* LESETEXT:
══════════════════════════════
Hab mal in einem gesessen und finde es - zumindest für die Küste - nicht gerade praktisch.

Hattes Du hier > http://www.anglerboard.de/board/showthread.php?t=151662&highlight=pontoon schon mal geschaut ?


----------



## argon08 (17. Mai 2009)

*AW: pontoon boote*

klar habe mir alle threads im board mit info darüber durchgelesen! ich habe gehofft des es vielleich inzwischen mehr bewegung auf dem gebiet gibt. wenn mal mal schaut sind es grad mal ne handvoll leute die damit erfahrungen haben.
evtl der eine oder andere auch im binnenland solche boote benutzt.
ich frag mich die ganze zeit warum diese boote in den staten so beliebt ist irgendwas muss doch dran sein


----------



## goeddoek (17. Mai 2009)

*AW: pontoon boote*

Moin #h

Das hat sicher 'nen guten Grund, warum die so beliebt sind.

Als Vorteile sehe ich, dass man nicht unbedingt in Watklamotten aufs PB muss und dass die zu rudern sind. Die Sitzhöhe ist sicher auf ruhigen Gewässern ein Pluspunkt. Auf kabbeligen Seen oder der Ostsee ist mir das zu kippelig. Auch der Aufbau dauert mir zu lange. 

Wenn ich mir nochmal ein BB zulegen würde, das man auch rudern kann, dann so eins, wie unser Boardie Gallus fährt.

Da die meisten im Board eher an der Küste unterwegs sind, wirst Du soviele mit Pontoonboat wohl nicht finden.


----------



## argon08 (18. Mai 2009)
══════════════════════════════
* AUFGABENLISTE:
• A. Gib bitte den Text über Pontoonboote zwischen „Das hat sicher“ und „mir zu lange.“ einschließlich noch einmal wieder und ersetze darin „Ostsee“ durch „Nordsee“.
• B. Führe den Text über Pontoonboote im Anschluss an seine letzte Zeile weiter.
══════════════════════════════
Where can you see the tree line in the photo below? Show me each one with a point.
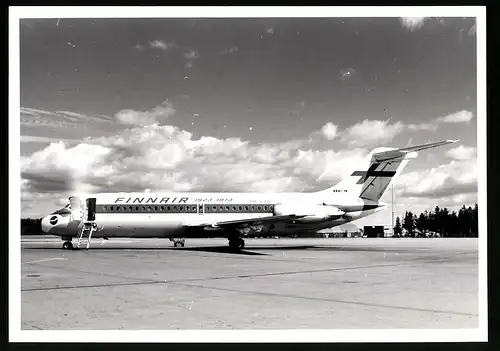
(31, 226)
(463, 223)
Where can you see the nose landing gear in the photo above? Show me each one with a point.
(236, 243)
(68, 245)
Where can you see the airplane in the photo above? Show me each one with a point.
(234, 216)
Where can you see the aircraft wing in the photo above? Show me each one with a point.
(248, 222)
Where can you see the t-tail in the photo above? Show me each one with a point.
(370, 179)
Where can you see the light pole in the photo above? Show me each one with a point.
(392, 210)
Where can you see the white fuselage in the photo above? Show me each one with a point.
(192, 214)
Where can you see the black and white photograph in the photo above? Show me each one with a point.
(282, 173)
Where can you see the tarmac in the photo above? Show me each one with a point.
(271, 284)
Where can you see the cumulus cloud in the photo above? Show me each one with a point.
(161, 45)
(412, 23)
(231, 50)
(152, 154)
(329, 131)
(472, 30)
(443, 181)
(457, 117)
(462, 153)
(369, 132)
(157, 115)
(190, 56)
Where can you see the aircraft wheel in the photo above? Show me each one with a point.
(236, 243)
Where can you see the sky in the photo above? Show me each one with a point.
(245, 105)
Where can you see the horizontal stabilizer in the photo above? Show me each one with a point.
(426, 146)
(396, 153)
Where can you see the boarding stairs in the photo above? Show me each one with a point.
(88, 228)
(84, 212)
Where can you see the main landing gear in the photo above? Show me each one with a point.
(236, 243)
(68, 245)
(178, 241)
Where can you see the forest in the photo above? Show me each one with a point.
(463, 223)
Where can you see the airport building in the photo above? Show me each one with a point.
(348, 230)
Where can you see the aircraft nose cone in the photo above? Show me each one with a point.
(49, 222)
(45, 224)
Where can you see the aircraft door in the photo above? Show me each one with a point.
(91, 207)
(76, 208)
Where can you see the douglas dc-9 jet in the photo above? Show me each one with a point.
(234, 216)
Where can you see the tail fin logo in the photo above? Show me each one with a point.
(371, 172)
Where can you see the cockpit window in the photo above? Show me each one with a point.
(66, 210)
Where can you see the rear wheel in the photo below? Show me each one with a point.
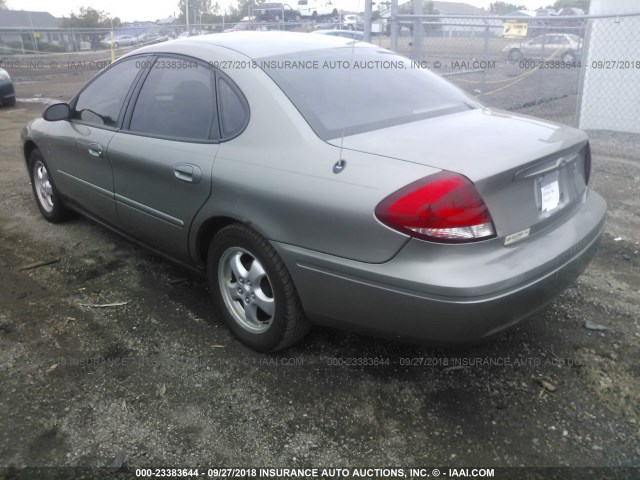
(253, 291)
(44, 190)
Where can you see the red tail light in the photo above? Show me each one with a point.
(444, 207)
(587, 164)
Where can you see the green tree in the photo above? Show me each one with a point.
(198, 9)
(89, 17)
(504, 8)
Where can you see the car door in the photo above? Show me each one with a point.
(163, 157)
(82, 167)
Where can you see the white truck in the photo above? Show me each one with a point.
(316, 8)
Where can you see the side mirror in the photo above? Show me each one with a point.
(58, 111)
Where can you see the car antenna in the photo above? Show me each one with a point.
(340, 165)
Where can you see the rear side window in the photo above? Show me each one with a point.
(234, 110)
(177, 100)
(101, 102)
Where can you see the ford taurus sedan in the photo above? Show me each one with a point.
(318, 180)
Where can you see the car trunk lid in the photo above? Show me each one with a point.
(527, 171)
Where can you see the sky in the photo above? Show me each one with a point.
(129, 10)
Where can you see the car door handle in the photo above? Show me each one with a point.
(187, 172)
(95, 150)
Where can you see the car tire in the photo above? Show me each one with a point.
(44, 190)
(515, 55)
(252, 290)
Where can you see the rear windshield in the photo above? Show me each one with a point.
(345, 91)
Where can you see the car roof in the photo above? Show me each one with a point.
(262, 44)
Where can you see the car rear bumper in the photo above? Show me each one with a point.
(448, 294)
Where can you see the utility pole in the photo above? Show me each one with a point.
(186, 12)
(368, 7)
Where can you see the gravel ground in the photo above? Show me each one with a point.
(159, 382)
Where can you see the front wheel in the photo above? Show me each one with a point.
(44, 190)
(253, 291)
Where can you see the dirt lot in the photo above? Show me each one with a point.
(159, 382)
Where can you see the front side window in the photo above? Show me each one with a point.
(176, 100)
(100, 103)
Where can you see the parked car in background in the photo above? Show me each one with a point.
(274, 12)
(565, 47)
(351, 22)
(151, 38)
(355, 35)
(303, 200)
(247, 24)
(119, 41)
(317, 8)
(7, 92)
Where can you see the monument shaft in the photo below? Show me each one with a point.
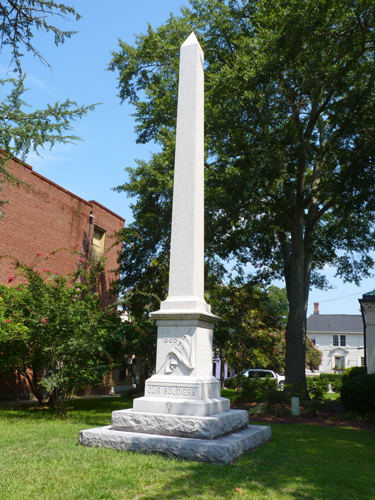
(186, 279)
(183, 383)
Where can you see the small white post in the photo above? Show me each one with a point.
(295, 406)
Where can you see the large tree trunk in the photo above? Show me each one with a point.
(33, 384)
(297, 278)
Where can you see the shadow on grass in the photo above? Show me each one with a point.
(89, 412)
(301, 463)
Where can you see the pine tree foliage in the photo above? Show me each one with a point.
(21, 129)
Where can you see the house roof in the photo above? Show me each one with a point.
(345, 323)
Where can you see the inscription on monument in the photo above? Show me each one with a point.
(172, 391)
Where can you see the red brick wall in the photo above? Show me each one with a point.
(45, 218)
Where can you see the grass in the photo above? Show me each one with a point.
(40, 460)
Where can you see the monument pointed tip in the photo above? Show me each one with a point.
(191, 39)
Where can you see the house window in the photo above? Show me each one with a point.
(341, 338)
(98, 243)
(339, 363)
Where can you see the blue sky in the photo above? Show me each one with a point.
(93, 166)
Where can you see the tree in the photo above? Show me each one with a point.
(20, 130)
(246, 334)
(290, 108)
(54, 331)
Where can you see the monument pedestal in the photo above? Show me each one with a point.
(182, 413)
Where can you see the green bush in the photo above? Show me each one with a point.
(258, 389)
(358, 394)
(330, 377)
(336, 385)
(317, 387)
(353, 372)
(231, 383)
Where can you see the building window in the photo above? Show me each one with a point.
(98, 243)
(339, 363)
(342, 339)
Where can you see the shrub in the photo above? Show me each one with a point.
(353, 372)
(358, 394)
(330, 377)
(336, 385)
(231, 383)
(317, 387)
(258, 389)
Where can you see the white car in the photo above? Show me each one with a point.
(260, 373)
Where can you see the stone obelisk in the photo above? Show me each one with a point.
(183, 383)
(182, 413)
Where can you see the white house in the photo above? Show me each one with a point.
(339, 337)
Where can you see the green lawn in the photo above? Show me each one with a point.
(40, 460)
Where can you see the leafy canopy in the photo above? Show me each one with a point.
(290, 114)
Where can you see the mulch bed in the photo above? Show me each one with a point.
(331, 415)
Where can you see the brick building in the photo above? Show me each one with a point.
(47, 218)
(44, 223)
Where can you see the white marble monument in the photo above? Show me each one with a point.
(182, 412)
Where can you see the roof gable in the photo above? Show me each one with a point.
(345, 323)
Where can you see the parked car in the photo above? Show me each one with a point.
(263, 373)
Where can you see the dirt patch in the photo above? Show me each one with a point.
(330, 415)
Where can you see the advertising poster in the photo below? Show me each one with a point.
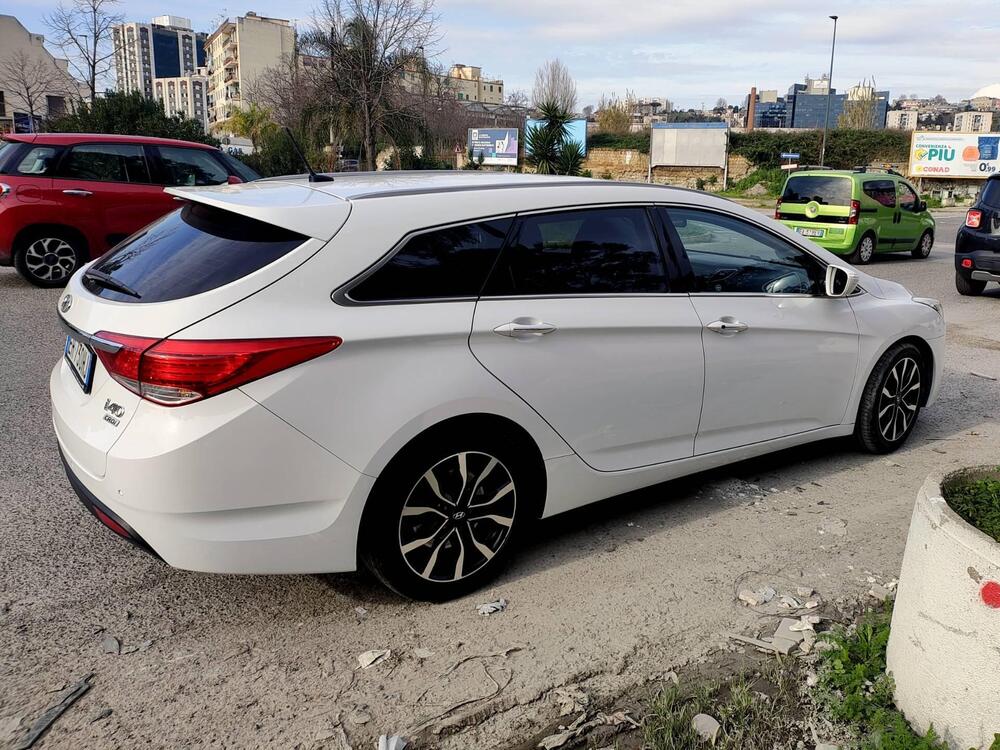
(497, 145)
(954, 155)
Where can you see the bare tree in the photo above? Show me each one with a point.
(30, 80)
(371, 46)
(82, 30)
(554, 85)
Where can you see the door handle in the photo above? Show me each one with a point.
(521, 328)
(727, 326)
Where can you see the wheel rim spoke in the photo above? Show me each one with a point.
(439, 538)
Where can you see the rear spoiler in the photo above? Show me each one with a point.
(297, 208)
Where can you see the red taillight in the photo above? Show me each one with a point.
(852, 218)
(174, 372)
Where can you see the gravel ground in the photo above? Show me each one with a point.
(608, 596)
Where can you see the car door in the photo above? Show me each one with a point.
(107, 188)
(911, 224)
(780, 358)
(880, 201)
(578, 319)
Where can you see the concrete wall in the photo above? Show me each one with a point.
(944, 647)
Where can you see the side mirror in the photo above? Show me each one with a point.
(840, 281)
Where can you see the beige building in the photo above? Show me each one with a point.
(466, 82)
(902, 119)
(237, 53)
(32, 80)
(186, 96)
(973, 122)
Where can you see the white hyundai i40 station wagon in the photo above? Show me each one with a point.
(407, 369)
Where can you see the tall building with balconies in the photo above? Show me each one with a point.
(238, 51)
(167, 47)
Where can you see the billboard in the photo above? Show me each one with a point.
(576, 130)
(689, 144)
(497, 145)
(954, 155)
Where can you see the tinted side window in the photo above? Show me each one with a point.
(731, 255)
(37, 160)
(451, 262)
(107, 162)
(596, 251)
(881, 191)
(190, 251)
(190, 166)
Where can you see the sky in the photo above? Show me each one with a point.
(689, 51)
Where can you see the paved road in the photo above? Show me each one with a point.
(605, 597)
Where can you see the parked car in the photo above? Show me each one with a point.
(409, 369)
(67, 198)
(857, 213)
(977, 247)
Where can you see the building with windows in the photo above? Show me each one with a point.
(466, 82)
(238, 52)
(167, 47)
(46, 88)
(186, 96)
(902, 119)
(973, 122)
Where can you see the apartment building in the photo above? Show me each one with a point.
(186, 96)
(902, 119)
(237, 53)
(165, 48)
(973, 122)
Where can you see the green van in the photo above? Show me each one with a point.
(857, 212)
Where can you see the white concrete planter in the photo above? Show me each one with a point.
(944, 647)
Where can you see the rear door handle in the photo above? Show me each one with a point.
(727, 326)
(521, 328)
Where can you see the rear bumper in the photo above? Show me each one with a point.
(222, 487)
(838, 238)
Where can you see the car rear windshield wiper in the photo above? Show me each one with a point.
(109, 282)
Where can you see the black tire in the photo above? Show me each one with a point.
(48, 257)
(865, 250)
(924, 245)
(890, 403)
(968, 287)
(473, 547)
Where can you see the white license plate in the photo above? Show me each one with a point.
(80, 358)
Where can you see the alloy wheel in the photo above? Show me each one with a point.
(457, 516)
(50, 259)
(866, 250)
(899, 399)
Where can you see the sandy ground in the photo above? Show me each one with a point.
(607, 597)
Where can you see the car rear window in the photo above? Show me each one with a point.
(827, 191)
(190, 251)
(991, 194)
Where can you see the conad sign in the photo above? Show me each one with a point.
(962, 155)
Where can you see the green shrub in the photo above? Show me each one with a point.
(976, 498)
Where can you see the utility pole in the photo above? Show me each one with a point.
(829, 93)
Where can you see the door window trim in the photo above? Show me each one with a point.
(711, 209)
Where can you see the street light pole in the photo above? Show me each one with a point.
(829, 93)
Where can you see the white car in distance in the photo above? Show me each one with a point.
(408, 369)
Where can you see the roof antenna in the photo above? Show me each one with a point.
(313, 177)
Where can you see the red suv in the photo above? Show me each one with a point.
(67, 198)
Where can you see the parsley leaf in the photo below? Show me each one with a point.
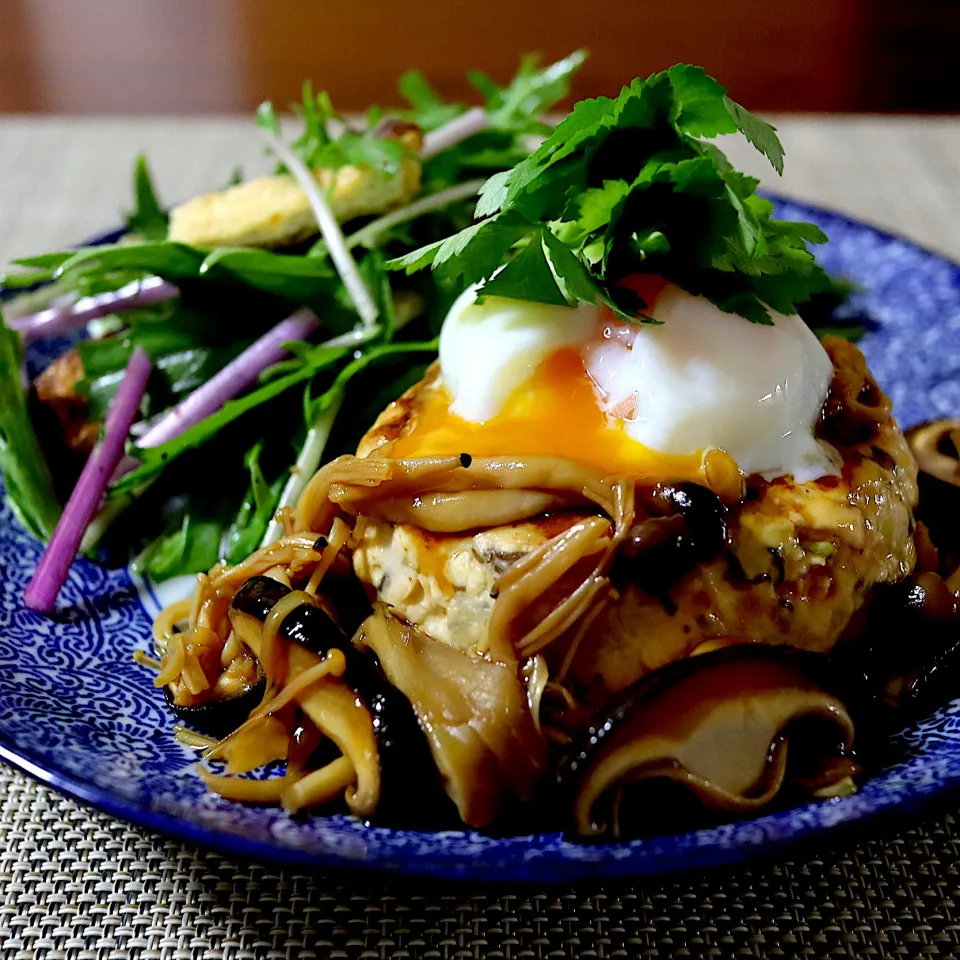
(633, 185)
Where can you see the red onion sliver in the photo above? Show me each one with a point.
(232, 380)
(58, 320)
(51, 572)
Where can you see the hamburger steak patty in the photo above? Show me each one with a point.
(799, 563)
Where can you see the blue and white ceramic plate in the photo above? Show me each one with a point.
══════════════════════════════
* LÖSUNGEN JE AUFGABE:
• A.
Das hat sicher 'nen guten Grund, warum die so beliebt sind.

Als Vorteile sehe ich, dass man nicht unbedingt in Watklamotten aufs PB muss und dass die zu rudern sind. Die Sitzhöhe ist sicher auf ruhigen Gewässern ein Pluspunkt. Auf kabbeligen Seen oder der Nordsee ist mir das zu kippelig. Auch der Aufbau dauert mir zu lange.

• B.
*AW: pontoon boote*

interessant sieht das ding im web schon aus! wie es sich praktisch verhält kann man eigentlich nur testen.mal schauen wie hoch das ganze geht.


----------



## jflyfish (18. Mai 2009)

*AW: pontoon boote*

Moin, offensichtlich sind die Ponton Besitzer hier nicht vertreten oder wollen nicht. Aber es gibt hier ja ein paar Anmerkungen, die so nicht stimmen. 

Pontons gibts sowohl zum Aufblasen als auch als Festrumpf (Hobie) und beide sind super für die Küsten, wenn die üblichen Sicherheitsaspekte berücksichtigt werden. Diese Boote sind extrem kippstabil -- viel besser als ein Kajak -- ich kenn mich da aus, hab 20 Jahre Wilwasser-Kajak auf dem Buckel. Ab 9ft Länge gibts die PT's auch mit Wurfplatform. Die Festrumpf Teile sind extrem einfach zu montieren (Steckprinzip). Bei den aufblasbaren dauert es etwas länger (10'). Wenn man mit den Dingern längere Strecken an Land laufen muss, dann sind Räder zu empfehlen -- da das Gewicht bei ca 25-30kg liegt -- + Angelausrüstung

Zum Fischen ebenfalls gut geeignet, da mit Flossen manövrierbar. Für Strecke machen sind die Riemen prima -- ganz entspannt Schleppgeschwindigkeit -- viel besser als vom Kajak, da man die Ruten immer im Blick hat.

Mit E-Motor gehts natürlich auch ist aber mehr Gewicht. Benziner (2Hp) haben wir mal probiert dann laufen die Teile 10 Knoten -- eher zu schnell.

Achtung an der Küste nur Boote mit Va-Gerüst. 

Verdriften bei Wind -- also da hilft ein Anker (oder Treibsack) und dann kann man die Drift positiv nutzen. 

Warum die hier nicht weiter verbreitet sind? Teuer und die guten sind nicht leicht zu bekommen.

TL, JFL


----------



## Schutenpiet (18. Mai 2009)

*AW: pontoon boote*



argon08 schrieb:


> gibt es den keinen der mit solchen booten erfahrungen hat ? bin etwas verwundert darüber! will das boot zwar im süsswasser benututzen hätte mir aber echt vorstellen können das der eine oder andere *neben belly und kajak das ganze an der küste benutzt.*




Moin, argon08, ich sehe es eigentlich so, wie Georg. Die Pontoonboote sind bestimmt besser für Binnengewässer geeignet. Nicht unbedingt wegen der Kippstabilität, sondern wegen der Manövrierbarkeit bei stärkeren Winden und Strömungen.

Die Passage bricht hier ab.